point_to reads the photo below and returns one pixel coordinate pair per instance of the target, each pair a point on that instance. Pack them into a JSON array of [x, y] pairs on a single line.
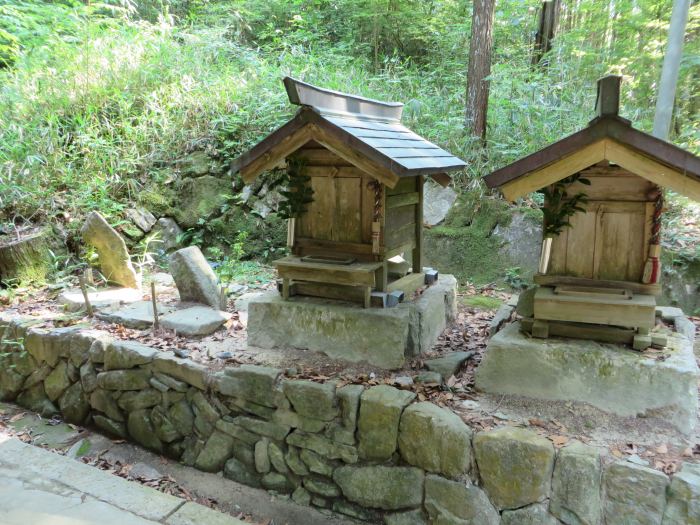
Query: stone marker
[[194, 277], [515, 465], [635, 494], [457, 502], [113, 256], [198, 320]]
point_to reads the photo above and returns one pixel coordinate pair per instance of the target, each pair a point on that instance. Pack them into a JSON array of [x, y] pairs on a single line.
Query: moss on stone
[[463, 245], [483, 302]]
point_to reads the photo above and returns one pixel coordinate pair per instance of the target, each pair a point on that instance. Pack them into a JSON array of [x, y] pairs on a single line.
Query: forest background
[[104, 104]]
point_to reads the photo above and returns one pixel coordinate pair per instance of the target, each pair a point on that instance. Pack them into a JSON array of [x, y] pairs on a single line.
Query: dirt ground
[[647, 440]]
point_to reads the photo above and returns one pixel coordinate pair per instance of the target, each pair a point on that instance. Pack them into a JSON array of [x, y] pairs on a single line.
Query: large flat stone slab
[[73, 301], [381, 337], [138, 315], [610, 377], [198, 320], [31, 462]]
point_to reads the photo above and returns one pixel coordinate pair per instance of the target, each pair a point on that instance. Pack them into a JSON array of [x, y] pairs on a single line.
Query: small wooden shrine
[[363, 174], [599, 269]]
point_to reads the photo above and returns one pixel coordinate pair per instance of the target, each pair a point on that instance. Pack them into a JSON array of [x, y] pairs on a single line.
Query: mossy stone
[[383, 487], [136, 400], [378, 426], [314, 400], [535, 514], [515, 465], [457, 502], [200, 198], [74, 405], [238, 471], [216, 451], [10, 382], [141, 429], [435, 439], [57, 381], [103, 401], [35, 399], [114, 428], [576, 484], [123, 379], [634, 494]]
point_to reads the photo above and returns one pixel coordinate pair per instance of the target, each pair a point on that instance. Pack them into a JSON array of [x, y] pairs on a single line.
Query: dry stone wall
[[370, 453]]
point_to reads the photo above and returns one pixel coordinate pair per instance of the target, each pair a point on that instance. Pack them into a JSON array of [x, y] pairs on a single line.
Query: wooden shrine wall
[[403, 202], [610, 241], [338, 221]]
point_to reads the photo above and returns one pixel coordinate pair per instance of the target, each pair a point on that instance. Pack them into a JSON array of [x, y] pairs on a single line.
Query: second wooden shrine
[[599, 272]]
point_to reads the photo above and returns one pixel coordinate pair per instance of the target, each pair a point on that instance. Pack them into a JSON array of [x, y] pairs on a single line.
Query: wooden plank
[[635, 287], [320, 157], [619, 241], [320, 212], [367, 204], [404, 199], [272, 157], [405, 185], [557, 170], [399, 250], [635, 312], [614, 187], [557, 257], [335, 171], [408, 284], [347, 225], [652, 170], [320, 247], [602, 333], [399, 217], [328, 291], [637, 245], [400, 236], [580, 245], [417, 255], [326, 274]]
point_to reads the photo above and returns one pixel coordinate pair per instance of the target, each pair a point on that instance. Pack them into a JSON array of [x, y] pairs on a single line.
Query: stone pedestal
[[384, 337], [610, 377]]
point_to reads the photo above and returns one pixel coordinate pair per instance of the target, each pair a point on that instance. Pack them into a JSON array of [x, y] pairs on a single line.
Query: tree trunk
[[25, 259], [479, 67], [546, 28], [669, 73]]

### Task to carry out
Copy out every one of the records above with "Query" renamed to "Label" wherever it appears, keeping everything else the same and leaving out the pictures.

### Written answer
point_to reads the photo below and returns one pixel coordinate pair per instance of the target, each pair a point on that instance. Pack them into a JSON array of [x, y] pairs on a single line.
Label: stone marker
[[194, 277], [515, 465], [635, 494], [457, 502], [113, 256], [198, 320]]
point_to reads the photo above and returns one pixel coordinate pair per instance of the target, each pair a point on that instance. Pack them into a JSON array of [x, y] pairs on a single line.
Label: moss on stone
[[463, 245], [483, 302]]
point_to reads the photo above and returns one pixel coordinate pair per instance of the target, each pair a point on that instance. Pack them into a JSON array of [x, y] pairs on a single line.
Label: forest background
[[104, 104]]
point_to reads the photo above and returns one pixel coordinate pair per instance of the target, each pair a point on that instance. Pack them into a JSON array of [x, y] pairs on a single line.
Label: dirt ground
[[647, 440]]
point_to reads the photo above and returns one pixel coordinate pair per instance of the target, each pair a point on that instance. Pack them into a JSON array of [x, y] pairs on a single line.
Label: large flat stone slab
[[73, 301], [381, 337], [138, 315], [610, 377], [198, 320], [31, 462]]
point_to reads the photo above and returns one pixel coordinate pair per instance of the target, each pair a point on that instance. Pack them into a JSON array of [x, y] pairs on a single line.
Label: small wooden shrine
[[363, 174], [599, 269]]
point_to reads the photo above and returns one pixel coordinate pair per instance of the target, each pair a point on that instance. Pack them into a JSON array of [x, y] pairs on a single line.
Label: mossy stone
[[383, 487], [136, 400], [378, 426], [314, 400], [535, 514], [515, 465], [457, 502], [200, 198], [74, 405], [238, 471], [216, 451], [10, 382], [141, 429], [435, 439], [57, 381], [103, 401], [35, 399], [114, 428], [576, 484], [123, 379], [634, 494]]
point_to reads the photo above and returns one pixel coordinate pair per instance of the target, each pair a point on that instance. Pack them into a JSON array of [x, y] pairs on a single line.
Label: dry stone wall
[[370, 453]]
point_to reads the photo above and returns one pixel coordinate pair per instance of the target, each pair a point on that instance. Pack them into a JSON array of [x, y] pairs on a single line.
Label: wooden shrine wall
[[403, 202], [610, 241], [338, 221]]
point_to reads the photo above and returns one pixel coordinate pair per instance of the target, each pair a point on that instance. Pack them into a JSON array of [x, y] pairs on a single line.
Label: second wooden shrine
[[599, 272]]
point_to reads the photo above and returns one pixel coordinate pair per instance of the target, each pair a point on that instance. Pack them into a JSON array of [x, y] pairs on a single line.
Label: wooden plank
[[635, 287], [320, 157], [619, 241], [320, 212], [367, 204], [404, 199], [272, 157], [405, 185], [557, 170], [399, 250], [635, 312], [614, 187], [557, 257], [335, 171], [408, 284], [347, 225], [652, 170], [320, 247], [602, 333], [399, 217], [328, 291], [637, 245], [400, 236], [580, 245], [417, 255], [326, 274]]
point_to reads the photo above and returns one pixel coordinate pair per instance of the target, each pair a point on that instance. Pack them into a JSON array of [x, y] pairs on a single line.
Label: stone pedestal
[[384, 337], [610, 377]]
point_to reads the photo above and returns one pixel coordinate pair per instance of the target, each pair a point on that instance. Pack them into a JSON array of [x, y] pairs on a single line.
Label: tree trunk
[[25, 259], [479, 67], [546, 28], [669, 73]]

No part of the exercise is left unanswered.